▸ Task description: Return, word for word, the lines of the listing below from the one with "Target: raised hand" through the one with "Rules: place one point on every instance of the white stripe.", and no other lines.

▸ Records:
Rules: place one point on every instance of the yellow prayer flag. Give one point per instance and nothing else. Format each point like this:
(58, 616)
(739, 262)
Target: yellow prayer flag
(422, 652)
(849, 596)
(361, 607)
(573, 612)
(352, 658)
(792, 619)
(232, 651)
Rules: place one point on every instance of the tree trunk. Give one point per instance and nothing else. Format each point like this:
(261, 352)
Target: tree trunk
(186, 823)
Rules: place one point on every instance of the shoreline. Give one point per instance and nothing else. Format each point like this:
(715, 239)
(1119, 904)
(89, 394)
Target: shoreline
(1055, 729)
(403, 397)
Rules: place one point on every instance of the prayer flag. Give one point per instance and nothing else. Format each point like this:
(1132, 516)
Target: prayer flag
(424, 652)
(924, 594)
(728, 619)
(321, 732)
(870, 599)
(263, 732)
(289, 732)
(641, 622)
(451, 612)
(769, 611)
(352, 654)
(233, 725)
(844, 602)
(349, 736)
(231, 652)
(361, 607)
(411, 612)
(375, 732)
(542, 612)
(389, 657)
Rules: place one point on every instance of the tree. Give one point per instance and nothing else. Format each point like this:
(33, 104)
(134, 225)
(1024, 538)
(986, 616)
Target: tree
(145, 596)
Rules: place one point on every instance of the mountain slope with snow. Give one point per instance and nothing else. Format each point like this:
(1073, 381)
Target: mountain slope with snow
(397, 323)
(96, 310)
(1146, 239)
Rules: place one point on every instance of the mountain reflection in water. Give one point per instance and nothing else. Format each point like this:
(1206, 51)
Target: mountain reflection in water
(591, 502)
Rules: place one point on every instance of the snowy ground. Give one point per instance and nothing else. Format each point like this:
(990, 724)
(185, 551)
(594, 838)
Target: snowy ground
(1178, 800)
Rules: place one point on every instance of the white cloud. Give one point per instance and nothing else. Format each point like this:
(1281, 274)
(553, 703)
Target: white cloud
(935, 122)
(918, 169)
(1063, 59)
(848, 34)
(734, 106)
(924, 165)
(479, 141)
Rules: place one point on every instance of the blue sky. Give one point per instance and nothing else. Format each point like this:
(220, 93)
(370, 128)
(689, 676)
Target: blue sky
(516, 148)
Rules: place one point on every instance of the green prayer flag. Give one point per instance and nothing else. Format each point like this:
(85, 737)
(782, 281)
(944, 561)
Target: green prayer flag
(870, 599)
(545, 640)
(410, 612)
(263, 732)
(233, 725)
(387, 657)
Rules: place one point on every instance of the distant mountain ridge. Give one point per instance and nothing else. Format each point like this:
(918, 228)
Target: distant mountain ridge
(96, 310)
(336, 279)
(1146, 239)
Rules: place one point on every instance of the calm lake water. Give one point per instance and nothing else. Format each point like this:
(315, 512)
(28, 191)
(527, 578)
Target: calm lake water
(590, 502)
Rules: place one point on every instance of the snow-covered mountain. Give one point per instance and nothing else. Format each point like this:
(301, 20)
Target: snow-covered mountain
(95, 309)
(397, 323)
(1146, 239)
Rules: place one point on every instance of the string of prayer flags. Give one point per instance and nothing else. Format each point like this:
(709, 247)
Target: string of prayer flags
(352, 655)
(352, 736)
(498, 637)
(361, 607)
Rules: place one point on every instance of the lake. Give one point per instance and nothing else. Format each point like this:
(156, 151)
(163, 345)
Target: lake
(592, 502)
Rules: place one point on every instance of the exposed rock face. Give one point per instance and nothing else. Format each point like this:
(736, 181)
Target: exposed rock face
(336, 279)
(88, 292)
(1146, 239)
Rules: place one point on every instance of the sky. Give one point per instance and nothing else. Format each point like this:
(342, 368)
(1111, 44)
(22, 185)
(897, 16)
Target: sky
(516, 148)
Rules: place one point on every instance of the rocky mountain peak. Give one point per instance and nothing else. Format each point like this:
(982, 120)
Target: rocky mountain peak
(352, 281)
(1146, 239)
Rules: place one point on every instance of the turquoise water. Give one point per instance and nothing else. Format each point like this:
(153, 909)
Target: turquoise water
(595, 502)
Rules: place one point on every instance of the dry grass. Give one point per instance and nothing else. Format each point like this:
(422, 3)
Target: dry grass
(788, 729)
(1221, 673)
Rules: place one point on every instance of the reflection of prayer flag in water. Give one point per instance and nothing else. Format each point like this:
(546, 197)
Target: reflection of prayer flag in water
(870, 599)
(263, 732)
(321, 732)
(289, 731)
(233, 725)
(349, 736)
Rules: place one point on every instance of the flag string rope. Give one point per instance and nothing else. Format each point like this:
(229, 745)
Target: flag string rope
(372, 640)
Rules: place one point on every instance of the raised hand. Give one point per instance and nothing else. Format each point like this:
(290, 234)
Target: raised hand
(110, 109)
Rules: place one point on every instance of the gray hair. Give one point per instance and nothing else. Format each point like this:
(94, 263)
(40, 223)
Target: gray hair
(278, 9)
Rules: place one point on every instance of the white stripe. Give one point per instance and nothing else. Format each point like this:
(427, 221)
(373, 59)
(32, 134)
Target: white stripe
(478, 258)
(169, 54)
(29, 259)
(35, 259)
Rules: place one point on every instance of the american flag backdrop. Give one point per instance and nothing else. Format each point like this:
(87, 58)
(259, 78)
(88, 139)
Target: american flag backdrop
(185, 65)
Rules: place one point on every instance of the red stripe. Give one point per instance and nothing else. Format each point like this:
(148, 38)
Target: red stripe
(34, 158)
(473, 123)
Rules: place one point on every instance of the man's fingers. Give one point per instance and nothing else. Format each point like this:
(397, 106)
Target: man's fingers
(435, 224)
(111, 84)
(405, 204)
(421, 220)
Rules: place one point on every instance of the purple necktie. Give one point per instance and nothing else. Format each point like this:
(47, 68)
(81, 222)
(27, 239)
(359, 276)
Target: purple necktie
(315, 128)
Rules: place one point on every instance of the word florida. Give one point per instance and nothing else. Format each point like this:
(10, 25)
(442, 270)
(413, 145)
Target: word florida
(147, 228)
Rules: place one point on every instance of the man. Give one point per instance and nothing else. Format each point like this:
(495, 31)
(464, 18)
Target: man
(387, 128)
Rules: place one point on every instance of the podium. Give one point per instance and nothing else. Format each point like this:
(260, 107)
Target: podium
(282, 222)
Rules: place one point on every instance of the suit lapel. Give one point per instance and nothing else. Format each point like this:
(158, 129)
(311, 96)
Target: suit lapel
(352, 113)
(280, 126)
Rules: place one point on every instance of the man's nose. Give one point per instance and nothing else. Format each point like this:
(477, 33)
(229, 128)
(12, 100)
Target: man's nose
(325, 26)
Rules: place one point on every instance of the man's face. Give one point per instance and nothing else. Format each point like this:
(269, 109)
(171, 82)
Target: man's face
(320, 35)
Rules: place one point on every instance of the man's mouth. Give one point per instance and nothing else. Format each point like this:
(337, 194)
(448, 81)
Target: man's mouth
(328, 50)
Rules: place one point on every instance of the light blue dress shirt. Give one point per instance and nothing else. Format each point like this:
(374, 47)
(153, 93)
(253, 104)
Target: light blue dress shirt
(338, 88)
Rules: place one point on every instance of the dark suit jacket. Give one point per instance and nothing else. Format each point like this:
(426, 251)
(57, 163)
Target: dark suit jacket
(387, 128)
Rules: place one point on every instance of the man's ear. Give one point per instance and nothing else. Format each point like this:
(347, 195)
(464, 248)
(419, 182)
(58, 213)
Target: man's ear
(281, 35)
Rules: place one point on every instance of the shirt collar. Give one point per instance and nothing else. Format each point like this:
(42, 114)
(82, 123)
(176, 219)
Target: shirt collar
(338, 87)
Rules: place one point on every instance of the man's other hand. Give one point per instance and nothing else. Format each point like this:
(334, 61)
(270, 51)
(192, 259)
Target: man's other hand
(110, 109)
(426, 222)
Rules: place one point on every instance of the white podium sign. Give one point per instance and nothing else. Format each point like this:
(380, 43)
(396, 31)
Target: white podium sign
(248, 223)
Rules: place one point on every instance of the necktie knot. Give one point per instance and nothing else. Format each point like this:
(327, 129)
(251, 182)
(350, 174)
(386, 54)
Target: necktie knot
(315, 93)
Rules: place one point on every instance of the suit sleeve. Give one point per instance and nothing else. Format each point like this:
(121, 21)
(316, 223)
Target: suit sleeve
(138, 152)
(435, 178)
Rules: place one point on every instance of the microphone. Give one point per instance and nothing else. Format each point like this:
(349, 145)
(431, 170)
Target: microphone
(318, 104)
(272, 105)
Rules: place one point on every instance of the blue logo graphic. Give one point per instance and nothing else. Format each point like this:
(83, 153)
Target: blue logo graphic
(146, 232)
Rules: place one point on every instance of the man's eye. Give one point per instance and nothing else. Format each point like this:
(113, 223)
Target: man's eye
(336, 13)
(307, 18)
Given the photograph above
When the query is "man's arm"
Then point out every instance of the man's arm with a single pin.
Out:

▸ Result of this exercise:
Target: raised hand
(110, 109)
Rules: place one point on every instance of the gray hair. Give one point per instance and nothing else. Format each point like this:
(94, 263)
(40, 223)
Target: gray hair
(278, 9)
Rules: place one point on every instance of the white stripe. Give one point per instance and nothing else. Format each point like this:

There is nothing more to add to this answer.